Document passage
Dear Band Parent,
Wow. What an adventure it has been. I still remember the first time you made me sit down at the piano with a stranger and tried to force me to learn music. It didn’t go over that well and now many years later I actually still can’t play the piano. It wasn’t your fault. Actually, let’s just blame my lack of interest on the old weird piano teacher you chose to teach me whom smelled like moth balls and Jack Daniels. God she was scary. You tried. That’s all that mattered.
Fast forward four years and I was brainwashed by my 5th grade music teacher to join band. Chorus was an option, but lets be real here, singing was never in the cards for me and thank goodness because that career path has less options than a harpist in a jazz band. When I came home that first day with the “band handout” in my hot wheels folder you read it aloud and looked at me wondering more about how much this would cost you than if I really wanted to do it. Truth is I was only going to do it because Brian Marwin said he wanted to do it. So, if at that moment you had said no way, we would have saved our ear drums a lot of pain and suffering those first few years. But you didn’t ask how much it was…
You asked me what instrument I wanted to play and that was the greatest moment of my life.
It was in that moment that you gave me the ability to self identify with something that would become an extension of myself for the foreseeable future. You gave me life. You gave me the chance to annoy the crap out of my brother and sister in the most amazing way possible (a way that I could never get in trouble for). You gave me music.
When I first started playing trumpet it was rough. There’s no skirting around that one. You could see my frustration and disappointment in how I sounded. However, you always said I sounded great and then encouraged me to try again. I couldn’t tell if you were a glutton for punishment or maybe just tone deaf and really couldn’t tell that I was pretty bad.
Soon I would reward you for your support by asking to switch instruments. You stood strong though and gave me the old, “well you’d have to go back to 5th grade band if you want to start a new instrument” response. Go back to 5th grade band? Were you nuts!?! Clearly I didn’t know that that was standard protocol in the band parent manual. It worked. I stuck with trumpet.
Then the light bulb went off.

Source excerpt

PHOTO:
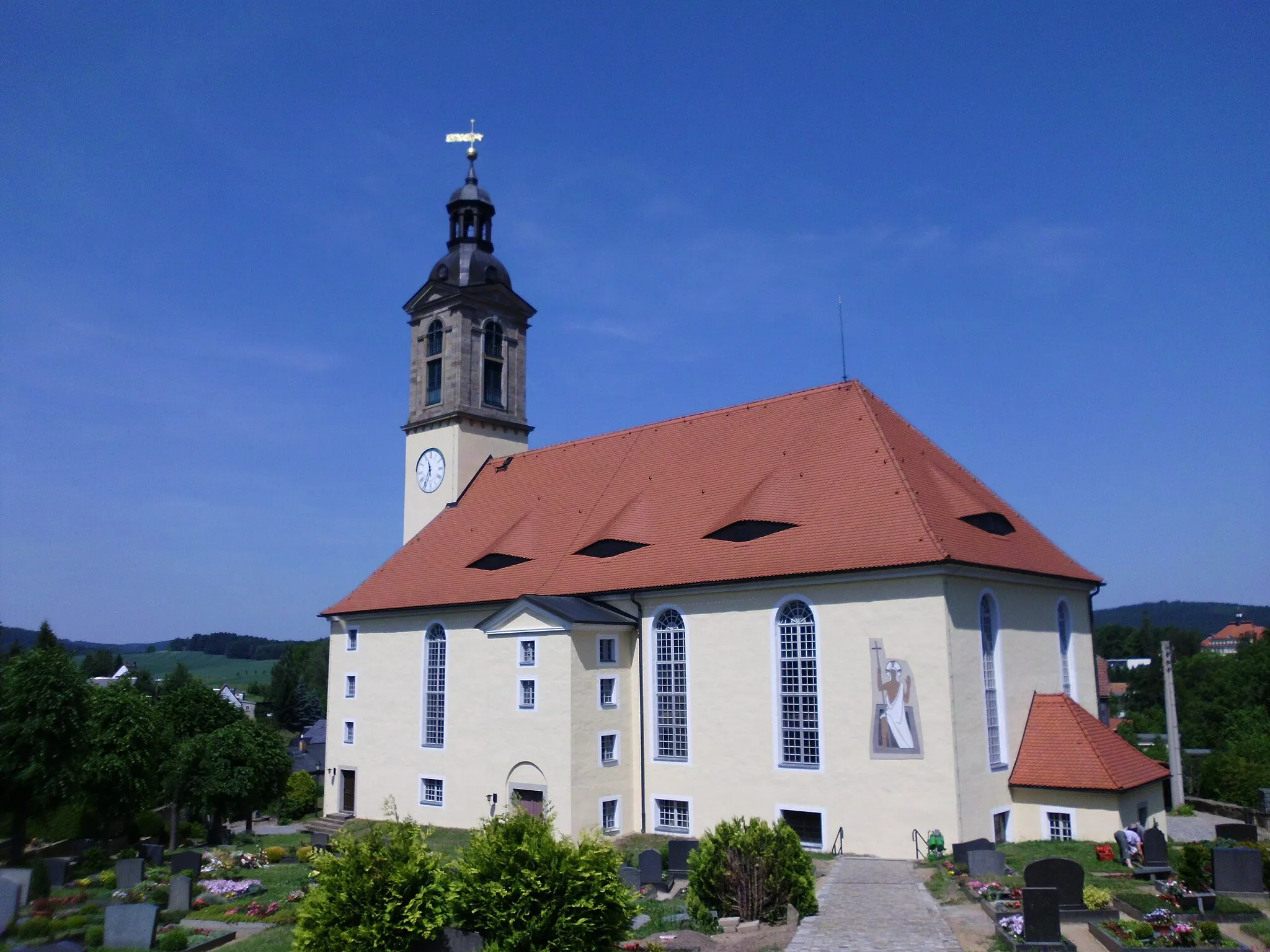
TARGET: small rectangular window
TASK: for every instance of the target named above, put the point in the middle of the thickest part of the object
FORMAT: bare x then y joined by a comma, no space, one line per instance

Tasks to carry out
1. From the letter to the band parent, list every item the writer says the parent gave with the words "you gave me."
2. Please explain, in one to three sentences, why the writer of the letter to the band parent stayed with trumpet instead of switching instruments.
3. Carry the letter to the band parent forward from its last line, keeping the writer's voice.
The material above comes from a separate source.

Responses in order
1.
- The ability to self identify with something that would become an extension of the writer for the foreseeable future
- Life
- The chance to annoy the writer's brother and sister in the most amazing way possible, a way the writer could never get in trouble for
- Music

2. When the writer asked to switch, the parent said that starting a new instrument would mean going back to 5th grade band. The writer couldn't stand that idea, so the response worked and the writer stuck with trumpet.

3.
Maybe it was “The Impression that I get” or the “James Bond Theme”, but something happened in 7th grade when all of a sudden all I wanted was to live and breathe band. It was a miracle in your mind and a life changing moment in mine. Band became who I was and what I looked forward to daily. It was where my friends were and the teachers that inspired me. It was the activity that got me the most excited and was the one I knew I wanted to devote countless hours to. Then you chaperoned one of our band trips and told some really embarrassing stories about me to the loudest section in band, the trombone section, but we won’t talk about that.
Once we made it to high school, you came down with it. It was one of the worst cases I had ever seen. You had CBPS, Crazed Band Parent Syndrome. Face painting, ridiculously loud yelling of my name at band festivals when it was really quiet and even buying a senior day game banner stating how proud you were of me at the final home game on the fence around the track. I knew you couldn’t help yourself. You even cried as I marched my final halftime show. Gosh you were unbearable at times. The problem was I didn’t realize how much my happiness meant to you.
College came around quick after senior year and it was mid-August when I said goodbye. I was on campus two weeks early to audition for the marching band and we had just moved me into the dorm. The next day was the first round of auditions and for the first time you wouldn’t be there with me to ask me how I did or to console me if it didn’t go well. I was on my own. No more face painting. No more yelling. Just quiet. It hit me hard.
I missed it.
I missed you and who you became…for me.
It was on that field the next day and in front of the Directors at my audition that I realized I was no longer playing for just myself or my friends, I was playing for you.
I was playing to say thank you for all those times I dropped my horn and made you pay to repair it, for all those times I forgot sunscreen at band camp and you had to rub aloe on my burnt red face, for all those times you told me I sounded great when we both knew the truth. You became my motivation.
Making my college’s marching band was the biggest achievement in my life. I could never have anticipated what lay ahead of me during those four years. Unfortunately, most of those things I would do without you in the stands there to yell my name. It killed you inside, but you never showed it.
I saw it when you came for homecoming and when I surprised you at home.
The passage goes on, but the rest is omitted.